THE PROBLEM:
Copy the items below with every "thickest part" swapped for "widest part" and nothing else altered. Leave the pictures out.

(Dataset excerpts on object pointing)
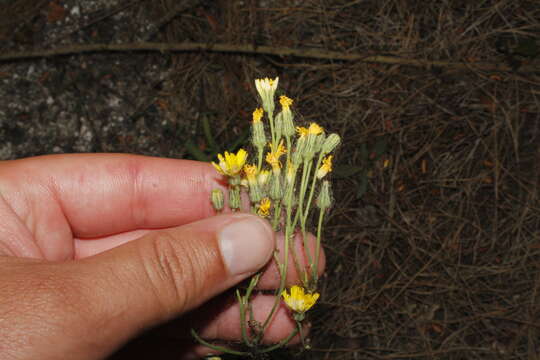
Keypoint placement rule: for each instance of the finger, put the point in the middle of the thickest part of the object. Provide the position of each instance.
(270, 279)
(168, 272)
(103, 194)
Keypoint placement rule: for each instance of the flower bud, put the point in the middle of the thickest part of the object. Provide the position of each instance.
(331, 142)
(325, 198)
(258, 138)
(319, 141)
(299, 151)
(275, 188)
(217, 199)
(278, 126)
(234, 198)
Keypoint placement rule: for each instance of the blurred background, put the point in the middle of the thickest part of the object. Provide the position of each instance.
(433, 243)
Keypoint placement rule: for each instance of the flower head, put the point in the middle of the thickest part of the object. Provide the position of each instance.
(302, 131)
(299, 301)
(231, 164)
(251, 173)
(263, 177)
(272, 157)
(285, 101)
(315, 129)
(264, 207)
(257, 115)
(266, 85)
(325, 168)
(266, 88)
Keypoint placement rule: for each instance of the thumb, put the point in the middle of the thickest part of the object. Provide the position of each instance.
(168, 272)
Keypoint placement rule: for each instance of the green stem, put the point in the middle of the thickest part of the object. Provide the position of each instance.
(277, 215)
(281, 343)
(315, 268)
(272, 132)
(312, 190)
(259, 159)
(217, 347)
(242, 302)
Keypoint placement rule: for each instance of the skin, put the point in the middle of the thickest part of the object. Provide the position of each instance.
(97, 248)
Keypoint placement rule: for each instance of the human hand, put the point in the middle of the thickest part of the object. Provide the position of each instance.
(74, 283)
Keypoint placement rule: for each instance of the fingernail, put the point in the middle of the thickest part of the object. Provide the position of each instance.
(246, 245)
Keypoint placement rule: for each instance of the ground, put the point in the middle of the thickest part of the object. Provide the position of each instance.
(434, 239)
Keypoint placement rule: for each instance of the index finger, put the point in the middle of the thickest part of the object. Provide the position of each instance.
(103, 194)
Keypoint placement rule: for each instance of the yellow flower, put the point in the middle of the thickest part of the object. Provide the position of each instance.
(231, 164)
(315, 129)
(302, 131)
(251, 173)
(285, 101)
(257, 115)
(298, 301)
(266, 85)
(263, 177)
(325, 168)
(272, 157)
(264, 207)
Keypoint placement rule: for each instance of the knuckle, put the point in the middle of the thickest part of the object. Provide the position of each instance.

ANSWER TO THE PROBLEM:
Keypoint placement rule: for each instance of the finger, put the point in the middle of the widest part of the object. Provide the position of each instance.
(270, 279)
(168, 272)
(103, 194)
Keypoint placement rule: for each instance of the flower bud, put the point in the middle of the widest part of the object. Provide the position of each instance.
(331, 142)
(325, 198)
(258, 138)
(319, 141)
(299, 151)
(275, 188)
(217, 199)
(278, 126)
(234, 198)
Keypoint placement rule: for each instance of the blurred background, put the point in the middle of the widest part of the object. Provide the position of each instance.
(433, 243)
Keypoint placement rule: for each instance of the flower head, put the point in the middle of the widest part of the object. Provide the position of each instance.
(302, 131)
(299, 301)
(231, 164)
(251, 173)
(263, 177)
(272, 157)
(285, 101)
(315, 129)
(264, 207)
(257, 115)
(266, 85)
(325, 168)
(266, 88)
Keypoint placement rule: for each instance of the thumb, put the point in the middle of the widest part of the object. Provide the position of each instance.
(168, 272)
Keypoint placement rule: for each instance of the green stem, put the point in the middle of the widest part of the object. Provide the position of each instance.
(277, 215)
(281, 343)
(315, 268)
(272, 132)
(312, 190)
(259, 159)
(217, 347)
(242, 302)
Keypoint placement rule: for each instance of the skin, put the point in the middle of the widest part of the object. Provide the position of each instance.
(97, 248)
Keypoint placement rule: for each instance of the human hand, put the point in the middle of the widest part of the object. Provide the position of each instance.
(74, 283)
Keypoint placement rule: for each instance of the fingernail, put the point in the middle of the widest part of the object. Provide the position of each instance.
(246, 245)
Keypoint placement rule: for each instance of the ground, put the point in the middle of the widest part of the object. Provide the position of each instance.
(434, 239)
Keypoint placement rule: for each instance of the index finger, put the point in the middle of the widest part of the object. Provide the position of each instance.
(103, 194)
Keypoint placement rule: for each instance of the yellow flower, put the point in the middle of the widest part of the object. Provide the position of each instance.
(231, 164)
(315, 129)
(302, 131)
(251, 173)
(285, 101)
(257, 115)
(298, 301)
(266, 85)
(263, 177)
(325, 168)
(272, 157)
(264, 207)
Keypoint placement rule: for each instance of the knuckle, put the point in the middle of the widest part of the object. Provide the position of each instance.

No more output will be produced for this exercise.